** Passage for review **

- - - - - - -

By Adedapo Adesanya
The price of crude oil skyrocketed by more than 7 per cent as the Organisation of Petroleum Exporting Countries and allies (OPEC+) agreed on Wednesday to stick to their plans of small output rise in April, defying calls for an increase in supply to the market even as prices rally to multi-year highs on Russia supply disruption fears.
As of the time of filing this report, Brent was up 7.7 per cent or $4.50 to $115.9 per barrel while the United States West Texas Intermediate (WTI) was up by 7.2 per cent or $4.42 to $113 per barrel.
The decision to stick to its current output level comes as Russia’s intensifying war with Ukraine entered its seventh day, with fighting raging across the country.
The producer alliance said it had agreed to adjust the upward monthly overall output by 400,000 barrels per day for the month of April.
Although the decision had been widely expected by analysts, the market still clung to its bullishness as OPEC alone accounts for around 40 per cent of the world’s oil supply.
The group is in the process of unwinding record supply cuts of roughly 10 million barrels per day which were put in place in April 2020 to help the energy market recover after the coronavirus pandemic effect on crude demand.
Ahead of the meeting, the International Energy Agency (IEA) said it would move forward with a 60-million-barrel global release to offset energy market disruptions caused by international sanctions against Russia over its war with Ukraine. The U.S. has said 30 million of that total will come from the U.S. Strategic Petroleum Reserve.
The release of oil from the U.S. and other IEA members reflects the magnitude of expected disruptions to global energy markets.
Sanctions imposed on Russia over its invasion of Ukraine have so far been carefully constructed to avoid directly hitting the country’s exports, although there are signs the measures are inadvertently prompting banks and traders to shun Russian crude.
However, some Western oil majors announced plans to pull the plug on their Russian operations.
Analysts note that top oil producers in the Gulf countries led by Saudi Arabia and the United Arab Emirates are unlikely to pursue policy positions on the Russia-Ukraine conflict that end up causing a major rift in the oil market management framework which is key to the stability of revenues over the long term.
On Wednesday, the US imposed new export curbs on specific refining technologies, intended to hurt Russia’s oil refining sector down the road.

- - - - - - -

(Data items)
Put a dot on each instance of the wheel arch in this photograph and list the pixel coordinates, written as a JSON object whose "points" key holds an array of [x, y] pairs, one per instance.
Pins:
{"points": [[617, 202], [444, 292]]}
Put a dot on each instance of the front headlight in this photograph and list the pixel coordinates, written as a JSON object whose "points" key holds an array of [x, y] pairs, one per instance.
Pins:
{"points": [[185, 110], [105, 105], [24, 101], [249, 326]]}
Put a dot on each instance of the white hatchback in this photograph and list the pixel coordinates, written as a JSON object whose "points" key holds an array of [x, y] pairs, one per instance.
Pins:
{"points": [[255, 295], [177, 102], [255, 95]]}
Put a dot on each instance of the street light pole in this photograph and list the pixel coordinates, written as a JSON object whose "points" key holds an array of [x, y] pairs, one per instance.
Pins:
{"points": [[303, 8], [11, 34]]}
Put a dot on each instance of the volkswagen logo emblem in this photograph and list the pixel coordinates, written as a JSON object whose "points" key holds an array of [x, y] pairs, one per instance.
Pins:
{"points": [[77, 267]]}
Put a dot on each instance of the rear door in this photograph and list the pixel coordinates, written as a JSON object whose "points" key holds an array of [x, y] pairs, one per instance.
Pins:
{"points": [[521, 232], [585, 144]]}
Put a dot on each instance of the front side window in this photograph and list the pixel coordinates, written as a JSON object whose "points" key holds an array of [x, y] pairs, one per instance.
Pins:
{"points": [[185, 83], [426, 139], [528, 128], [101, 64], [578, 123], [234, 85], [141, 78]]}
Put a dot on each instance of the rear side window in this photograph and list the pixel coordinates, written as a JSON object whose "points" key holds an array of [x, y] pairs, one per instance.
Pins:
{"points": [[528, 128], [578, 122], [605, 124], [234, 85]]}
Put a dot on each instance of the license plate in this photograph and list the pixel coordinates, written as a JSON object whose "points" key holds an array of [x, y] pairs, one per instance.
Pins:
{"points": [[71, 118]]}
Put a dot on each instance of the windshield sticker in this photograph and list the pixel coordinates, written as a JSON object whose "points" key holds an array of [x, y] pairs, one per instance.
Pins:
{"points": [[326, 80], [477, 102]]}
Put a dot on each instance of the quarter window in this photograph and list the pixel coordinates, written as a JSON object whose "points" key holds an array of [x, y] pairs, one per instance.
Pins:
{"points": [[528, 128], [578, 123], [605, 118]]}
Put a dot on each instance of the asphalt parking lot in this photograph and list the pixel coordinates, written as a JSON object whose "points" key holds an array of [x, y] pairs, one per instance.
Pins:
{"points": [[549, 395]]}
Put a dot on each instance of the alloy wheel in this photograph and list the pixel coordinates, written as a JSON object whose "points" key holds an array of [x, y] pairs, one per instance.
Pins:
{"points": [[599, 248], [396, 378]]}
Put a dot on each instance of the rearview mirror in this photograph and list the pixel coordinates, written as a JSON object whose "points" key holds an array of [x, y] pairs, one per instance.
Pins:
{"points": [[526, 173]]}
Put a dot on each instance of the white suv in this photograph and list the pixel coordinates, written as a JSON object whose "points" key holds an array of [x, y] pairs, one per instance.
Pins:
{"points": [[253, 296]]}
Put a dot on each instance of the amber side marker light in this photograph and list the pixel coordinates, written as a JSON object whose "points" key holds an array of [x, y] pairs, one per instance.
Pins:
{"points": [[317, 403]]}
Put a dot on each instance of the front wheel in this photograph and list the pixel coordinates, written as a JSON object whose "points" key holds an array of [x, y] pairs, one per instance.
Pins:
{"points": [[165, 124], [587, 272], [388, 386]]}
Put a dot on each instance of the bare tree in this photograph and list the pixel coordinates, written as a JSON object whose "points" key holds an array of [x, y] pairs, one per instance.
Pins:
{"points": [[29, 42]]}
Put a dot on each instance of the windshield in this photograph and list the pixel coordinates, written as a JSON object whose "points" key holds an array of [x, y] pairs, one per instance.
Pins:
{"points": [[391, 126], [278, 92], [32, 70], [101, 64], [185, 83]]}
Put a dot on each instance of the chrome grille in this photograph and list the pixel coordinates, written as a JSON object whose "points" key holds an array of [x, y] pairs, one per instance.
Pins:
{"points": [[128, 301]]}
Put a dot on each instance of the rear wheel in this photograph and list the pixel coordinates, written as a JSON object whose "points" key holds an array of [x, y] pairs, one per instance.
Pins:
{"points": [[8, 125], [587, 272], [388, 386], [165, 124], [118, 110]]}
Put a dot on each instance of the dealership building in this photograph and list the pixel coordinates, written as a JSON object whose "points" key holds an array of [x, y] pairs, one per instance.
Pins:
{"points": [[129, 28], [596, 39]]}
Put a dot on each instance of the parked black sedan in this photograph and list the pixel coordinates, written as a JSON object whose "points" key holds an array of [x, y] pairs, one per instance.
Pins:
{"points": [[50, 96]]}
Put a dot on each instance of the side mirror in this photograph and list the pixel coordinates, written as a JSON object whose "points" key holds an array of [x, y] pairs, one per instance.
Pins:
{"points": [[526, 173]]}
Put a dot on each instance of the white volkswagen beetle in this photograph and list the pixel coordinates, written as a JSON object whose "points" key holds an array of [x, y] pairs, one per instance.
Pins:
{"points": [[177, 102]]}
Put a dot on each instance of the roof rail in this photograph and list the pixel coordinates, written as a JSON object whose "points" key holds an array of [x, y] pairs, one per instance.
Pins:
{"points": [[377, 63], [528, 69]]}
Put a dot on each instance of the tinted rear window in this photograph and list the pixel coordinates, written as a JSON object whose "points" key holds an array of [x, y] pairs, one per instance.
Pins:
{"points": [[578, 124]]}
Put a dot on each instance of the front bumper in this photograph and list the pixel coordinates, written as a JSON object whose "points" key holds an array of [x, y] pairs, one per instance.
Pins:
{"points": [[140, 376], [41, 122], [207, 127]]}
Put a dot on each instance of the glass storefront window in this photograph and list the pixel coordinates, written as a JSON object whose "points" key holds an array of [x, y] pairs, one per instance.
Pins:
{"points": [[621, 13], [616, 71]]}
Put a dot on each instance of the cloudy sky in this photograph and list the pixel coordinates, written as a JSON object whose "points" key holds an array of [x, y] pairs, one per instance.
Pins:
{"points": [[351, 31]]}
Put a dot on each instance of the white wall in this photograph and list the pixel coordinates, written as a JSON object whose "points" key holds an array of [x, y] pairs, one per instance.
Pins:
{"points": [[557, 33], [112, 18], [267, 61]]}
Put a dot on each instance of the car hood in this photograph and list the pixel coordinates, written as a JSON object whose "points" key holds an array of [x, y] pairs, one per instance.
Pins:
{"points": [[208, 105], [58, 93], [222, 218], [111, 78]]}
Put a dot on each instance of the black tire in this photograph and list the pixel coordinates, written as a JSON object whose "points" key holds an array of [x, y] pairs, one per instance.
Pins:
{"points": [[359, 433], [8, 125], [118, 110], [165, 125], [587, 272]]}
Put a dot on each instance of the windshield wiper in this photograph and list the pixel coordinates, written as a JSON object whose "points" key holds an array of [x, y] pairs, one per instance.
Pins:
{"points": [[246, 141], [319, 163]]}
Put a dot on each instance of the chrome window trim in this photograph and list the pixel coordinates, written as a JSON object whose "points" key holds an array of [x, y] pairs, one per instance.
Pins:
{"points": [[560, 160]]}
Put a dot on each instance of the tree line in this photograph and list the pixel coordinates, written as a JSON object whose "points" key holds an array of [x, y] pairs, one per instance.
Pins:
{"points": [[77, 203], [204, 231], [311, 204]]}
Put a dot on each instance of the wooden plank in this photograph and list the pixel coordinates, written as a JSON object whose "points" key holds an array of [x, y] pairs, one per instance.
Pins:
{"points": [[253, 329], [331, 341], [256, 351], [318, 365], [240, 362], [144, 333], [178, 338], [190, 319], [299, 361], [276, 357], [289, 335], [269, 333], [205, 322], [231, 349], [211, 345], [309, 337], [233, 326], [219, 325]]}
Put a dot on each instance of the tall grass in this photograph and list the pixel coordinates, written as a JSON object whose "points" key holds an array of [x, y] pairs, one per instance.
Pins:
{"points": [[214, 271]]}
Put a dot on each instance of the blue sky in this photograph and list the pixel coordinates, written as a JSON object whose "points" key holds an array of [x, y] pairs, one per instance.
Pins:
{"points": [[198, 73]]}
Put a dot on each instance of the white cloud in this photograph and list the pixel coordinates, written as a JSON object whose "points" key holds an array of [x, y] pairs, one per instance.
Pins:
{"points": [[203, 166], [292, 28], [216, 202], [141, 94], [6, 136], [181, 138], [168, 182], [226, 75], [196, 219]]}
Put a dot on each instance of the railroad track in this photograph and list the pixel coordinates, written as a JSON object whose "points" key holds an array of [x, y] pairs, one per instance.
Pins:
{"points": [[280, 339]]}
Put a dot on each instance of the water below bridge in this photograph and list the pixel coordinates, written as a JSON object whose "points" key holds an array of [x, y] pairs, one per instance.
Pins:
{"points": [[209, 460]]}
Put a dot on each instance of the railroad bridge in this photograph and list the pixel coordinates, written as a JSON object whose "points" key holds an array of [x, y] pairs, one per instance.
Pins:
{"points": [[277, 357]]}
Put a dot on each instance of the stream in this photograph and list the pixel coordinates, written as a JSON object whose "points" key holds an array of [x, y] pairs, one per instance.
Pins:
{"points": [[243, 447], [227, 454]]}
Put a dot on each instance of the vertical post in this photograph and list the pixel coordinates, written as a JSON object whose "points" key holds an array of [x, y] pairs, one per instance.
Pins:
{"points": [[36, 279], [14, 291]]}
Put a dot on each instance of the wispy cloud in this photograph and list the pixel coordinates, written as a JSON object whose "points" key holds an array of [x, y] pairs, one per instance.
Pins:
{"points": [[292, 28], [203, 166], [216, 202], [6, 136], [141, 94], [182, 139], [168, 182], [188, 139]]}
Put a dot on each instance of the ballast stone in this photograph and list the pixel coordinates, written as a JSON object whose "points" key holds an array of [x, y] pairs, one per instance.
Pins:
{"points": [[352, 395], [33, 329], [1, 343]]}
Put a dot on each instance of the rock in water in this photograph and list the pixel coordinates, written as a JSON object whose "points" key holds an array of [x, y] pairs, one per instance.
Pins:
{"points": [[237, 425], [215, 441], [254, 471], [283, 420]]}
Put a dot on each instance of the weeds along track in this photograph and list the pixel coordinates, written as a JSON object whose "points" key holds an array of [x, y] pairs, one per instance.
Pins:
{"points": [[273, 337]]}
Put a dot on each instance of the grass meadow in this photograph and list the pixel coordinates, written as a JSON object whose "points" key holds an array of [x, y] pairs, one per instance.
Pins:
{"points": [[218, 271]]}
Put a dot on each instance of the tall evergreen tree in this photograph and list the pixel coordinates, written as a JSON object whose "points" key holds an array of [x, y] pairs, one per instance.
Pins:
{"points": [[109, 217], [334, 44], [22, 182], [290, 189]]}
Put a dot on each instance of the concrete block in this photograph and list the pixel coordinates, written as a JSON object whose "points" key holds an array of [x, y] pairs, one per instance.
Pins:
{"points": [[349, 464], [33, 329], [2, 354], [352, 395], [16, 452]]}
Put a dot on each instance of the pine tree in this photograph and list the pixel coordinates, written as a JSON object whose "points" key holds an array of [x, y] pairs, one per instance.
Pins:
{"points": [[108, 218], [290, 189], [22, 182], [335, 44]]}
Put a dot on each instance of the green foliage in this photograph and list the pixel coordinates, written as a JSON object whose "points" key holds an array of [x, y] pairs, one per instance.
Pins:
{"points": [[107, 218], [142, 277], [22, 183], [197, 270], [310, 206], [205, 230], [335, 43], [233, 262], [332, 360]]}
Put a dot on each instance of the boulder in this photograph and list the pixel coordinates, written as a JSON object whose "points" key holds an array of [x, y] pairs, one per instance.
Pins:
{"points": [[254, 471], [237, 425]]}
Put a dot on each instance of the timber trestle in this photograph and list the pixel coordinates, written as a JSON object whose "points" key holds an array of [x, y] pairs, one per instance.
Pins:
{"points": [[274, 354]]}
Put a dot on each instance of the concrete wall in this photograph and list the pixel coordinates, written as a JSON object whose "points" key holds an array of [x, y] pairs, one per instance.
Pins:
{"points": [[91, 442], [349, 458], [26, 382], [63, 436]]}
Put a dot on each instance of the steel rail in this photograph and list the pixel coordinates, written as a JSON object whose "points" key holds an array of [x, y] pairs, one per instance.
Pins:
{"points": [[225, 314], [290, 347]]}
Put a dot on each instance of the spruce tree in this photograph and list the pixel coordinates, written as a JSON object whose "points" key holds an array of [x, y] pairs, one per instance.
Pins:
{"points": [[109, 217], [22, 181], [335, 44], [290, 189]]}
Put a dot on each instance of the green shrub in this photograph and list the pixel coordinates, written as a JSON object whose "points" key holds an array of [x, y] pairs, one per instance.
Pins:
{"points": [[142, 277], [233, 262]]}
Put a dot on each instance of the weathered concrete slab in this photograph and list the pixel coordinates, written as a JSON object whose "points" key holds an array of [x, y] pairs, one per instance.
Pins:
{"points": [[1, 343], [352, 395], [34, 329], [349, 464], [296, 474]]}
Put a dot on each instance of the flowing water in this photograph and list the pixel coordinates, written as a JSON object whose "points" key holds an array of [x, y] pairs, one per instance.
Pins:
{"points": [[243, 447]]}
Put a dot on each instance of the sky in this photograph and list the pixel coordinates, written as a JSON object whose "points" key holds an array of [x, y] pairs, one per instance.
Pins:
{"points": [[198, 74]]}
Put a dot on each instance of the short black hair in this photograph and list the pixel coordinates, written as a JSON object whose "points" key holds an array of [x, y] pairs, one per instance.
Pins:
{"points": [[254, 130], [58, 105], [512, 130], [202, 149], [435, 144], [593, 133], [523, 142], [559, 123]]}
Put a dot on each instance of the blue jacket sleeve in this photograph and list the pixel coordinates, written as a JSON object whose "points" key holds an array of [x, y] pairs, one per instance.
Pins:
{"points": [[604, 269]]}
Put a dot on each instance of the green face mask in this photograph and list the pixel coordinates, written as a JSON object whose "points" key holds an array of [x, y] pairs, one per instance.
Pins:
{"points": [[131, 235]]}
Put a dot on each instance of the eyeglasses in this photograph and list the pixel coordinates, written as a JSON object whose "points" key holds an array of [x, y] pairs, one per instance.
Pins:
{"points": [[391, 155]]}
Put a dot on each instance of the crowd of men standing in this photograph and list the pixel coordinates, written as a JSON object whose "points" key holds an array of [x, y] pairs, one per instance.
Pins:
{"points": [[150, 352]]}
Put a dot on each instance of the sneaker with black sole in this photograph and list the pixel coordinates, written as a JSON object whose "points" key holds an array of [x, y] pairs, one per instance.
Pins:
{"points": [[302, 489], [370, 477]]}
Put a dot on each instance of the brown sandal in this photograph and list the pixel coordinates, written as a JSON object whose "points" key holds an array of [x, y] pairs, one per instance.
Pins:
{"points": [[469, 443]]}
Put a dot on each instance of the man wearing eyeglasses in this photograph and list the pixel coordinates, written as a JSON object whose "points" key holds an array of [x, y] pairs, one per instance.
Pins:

- - - - - - -

** Required work **
- a) In the oil price article, by how many barrels per day did OPEC+ agree to raise overall monthly output for April?
- b) Copy the part of the oil price article starting with "However, some Western" and going on through "down the road.".
The data are separate material, apart from the oil price article.

** Task answers **
- a) 400,000 barrels per day.

- b)
However, some Western oil majors announced plans to pull the plug on their Russian operations.
Analysts note that top oil producers in the Gulf countries led by Saudi Arabia and the United Arab Emirates are unlikely to pursue policy positions on the Russia-Ukraine conflict that end up causing a major rift in the oil market management framework which is key to the stability of revenues over the long term.
On Wednesday, the US imposed new export curbs on specific refining technologies, intended to hurt Russia’s oil refining sector down the road.